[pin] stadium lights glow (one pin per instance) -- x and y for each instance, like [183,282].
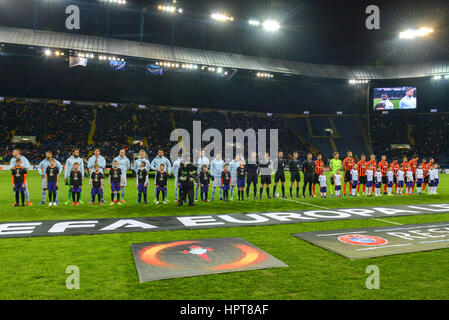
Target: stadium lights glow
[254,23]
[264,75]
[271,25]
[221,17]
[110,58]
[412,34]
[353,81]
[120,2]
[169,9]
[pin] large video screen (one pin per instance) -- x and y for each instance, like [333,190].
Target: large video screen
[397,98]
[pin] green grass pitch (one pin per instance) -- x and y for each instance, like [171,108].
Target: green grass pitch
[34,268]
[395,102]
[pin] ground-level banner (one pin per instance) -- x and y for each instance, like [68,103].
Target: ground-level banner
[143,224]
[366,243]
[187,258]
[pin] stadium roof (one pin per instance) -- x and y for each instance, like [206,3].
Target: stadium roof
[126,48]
##############################
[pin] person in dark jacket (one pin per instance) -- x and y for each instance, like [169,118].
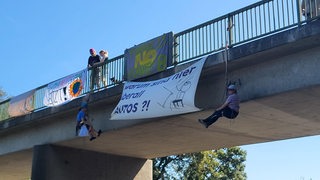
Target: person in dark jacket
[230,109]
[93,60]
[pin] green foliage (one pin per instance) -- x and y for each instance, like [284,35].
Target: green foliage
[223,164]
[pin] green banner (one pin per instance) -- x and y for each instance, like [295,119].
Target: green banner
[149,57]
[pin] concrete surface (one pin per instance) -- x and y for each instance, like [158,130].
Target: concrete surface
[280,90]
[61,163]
##############################
What the task asks: Return each line of the material above that contains the string "person", matching case exactly.

Exercise answer:
[pin] person in dark jacket (one pin per instance) -- x and y for each instance, like [169,118].
Target: person in dark jacket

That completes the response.